### ASSIGNMENT
Starting with the line that contains "Target: serving bowl" and stopping after the line that contains "Target: grey apron", return each line below exactly as written, with no others.

### MATERIAL SHOWN

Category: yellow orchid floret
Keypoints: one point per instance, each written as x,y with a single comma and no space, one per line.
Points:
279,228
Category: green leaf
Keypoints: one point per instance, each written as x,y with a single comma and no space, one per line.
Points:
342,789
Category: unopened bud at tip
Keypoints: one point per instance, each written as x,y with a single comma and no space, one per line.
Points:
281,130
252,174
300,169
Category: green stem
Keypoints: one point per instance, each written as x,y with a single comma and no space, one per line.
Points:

==

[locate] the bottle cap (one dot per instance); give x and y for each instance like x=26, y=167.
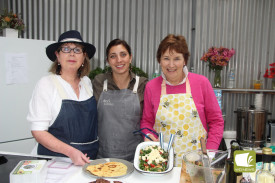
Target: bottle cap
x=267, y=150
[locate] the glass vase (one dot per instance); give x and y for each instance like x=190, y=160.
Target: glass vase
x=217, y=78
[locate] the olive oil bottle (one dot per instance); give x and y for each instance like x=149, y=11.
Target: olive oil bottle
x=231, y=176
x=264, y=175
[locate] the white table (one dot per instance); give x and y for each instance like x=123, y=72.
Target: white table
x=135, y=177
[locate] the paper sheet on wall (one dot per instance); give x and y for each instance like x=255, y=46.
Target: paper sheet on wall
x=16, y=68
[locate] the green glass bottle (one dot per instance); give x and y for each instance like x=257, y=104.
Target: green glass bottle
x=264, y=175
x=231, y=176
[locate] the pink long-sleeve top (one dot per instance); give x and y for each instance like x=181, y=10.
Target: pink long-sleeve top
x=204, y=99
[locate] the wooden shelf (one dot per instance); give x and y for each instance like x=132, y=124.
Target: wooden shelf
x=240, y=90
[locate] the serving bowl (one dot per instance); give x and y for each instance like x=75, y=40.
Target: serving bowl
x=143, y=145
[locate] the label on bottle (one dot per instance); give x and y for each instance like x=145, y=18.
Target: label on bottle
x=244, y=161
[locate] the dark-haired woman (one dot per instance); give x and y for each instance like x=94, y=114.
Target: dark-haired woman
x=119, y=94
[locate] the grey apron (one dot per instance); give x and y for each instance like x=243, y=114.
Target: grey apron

...

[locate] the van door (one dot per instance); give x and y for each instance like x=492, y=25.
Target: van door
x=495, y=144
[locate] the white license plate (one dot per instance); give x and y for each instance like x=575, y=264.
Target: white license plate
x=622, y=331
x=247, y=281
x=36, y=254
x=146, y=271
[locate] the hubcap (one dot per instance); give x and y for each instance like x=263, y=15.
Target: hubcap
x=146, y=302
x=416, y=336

### RESPONSE FOR THIS EXERCISE
Target: serving bowl
x=143, y=145
[locate] the label on bottle (one dot per instance); give x and y for each instance like x=145, y=18.
Target: label on bottle
x=244, y=161
[locate] the dark-haired woman (one dot per instance); give x and y for each instance like x=94, y=114.
Target: dark-haired woman
x=119, y=94
[locate] the grey apron (one dot per instance); give x and y for each instance like x=243, y=114.
Target: grey apron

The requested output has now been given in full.